* Task to complete:
Write out the lines of the records from the one containing "Target: van windshield" to the very last, keeping each exactly as it is.

[Referring expression data]

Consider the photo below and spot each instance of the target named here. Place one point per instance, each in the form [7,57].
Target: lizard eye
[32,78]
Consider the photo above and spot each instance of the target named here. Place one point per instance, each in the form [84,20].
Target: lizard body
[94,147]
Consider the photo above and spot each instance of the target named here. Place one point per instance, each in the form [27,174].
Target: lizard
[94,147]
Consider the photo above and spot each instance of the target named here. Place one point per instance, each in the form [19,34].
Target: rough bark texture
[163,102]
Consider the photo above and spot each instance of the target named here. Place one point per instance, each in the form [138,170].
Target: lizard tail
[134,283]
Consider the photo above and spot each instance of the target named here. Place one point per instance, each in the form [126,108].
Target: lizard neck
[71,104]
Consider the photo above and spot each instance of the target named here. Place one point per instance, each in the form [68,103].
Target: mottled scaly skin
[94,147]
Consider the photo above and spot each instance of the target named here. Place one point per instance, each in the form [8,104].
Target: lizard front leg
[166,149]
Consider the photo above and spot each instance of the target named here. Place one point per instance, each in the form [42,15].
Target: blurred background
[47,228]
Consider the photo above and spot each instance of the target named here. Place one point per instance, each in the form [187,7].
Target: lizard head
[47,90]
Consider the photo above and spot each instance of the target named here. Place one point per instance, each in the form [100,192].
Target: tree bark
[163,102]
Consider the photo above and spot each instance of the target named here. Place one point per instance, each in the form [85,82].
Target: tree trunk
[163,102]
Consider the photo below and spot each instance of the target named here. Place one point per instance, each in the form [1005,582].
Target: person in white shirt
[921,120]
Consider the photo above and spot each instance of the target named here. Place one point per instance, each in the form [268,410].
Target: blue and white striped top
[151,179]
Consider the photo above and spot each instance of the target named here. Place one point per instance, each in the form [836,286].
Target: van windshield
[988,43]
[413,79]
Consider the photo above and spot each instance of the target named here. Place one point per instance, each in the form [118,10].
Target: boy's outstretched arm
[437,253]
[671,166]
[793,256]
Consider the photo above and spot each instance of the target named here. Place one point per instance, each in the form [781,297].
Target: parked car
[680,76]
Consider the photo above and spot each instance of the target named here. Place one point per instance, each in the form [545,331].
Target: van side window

* Result of this task:
Target: van windshield
[988,43]
[413,79]
Consider the photo above and spot each instance of the target named here. Place one point per instance, each in the form [118,10].
Target: boy's outstretched arm
[437,253]
[671,166]
[793,256]
Consider the photo above and spot each instance of the target named here. Place one point per instance, each in the form [781,297].
Target: parked car
[680,76]
Consider the photo above and spot each instance of the target named here. Place one point per instance, each in the form [545,331].
Target: van side window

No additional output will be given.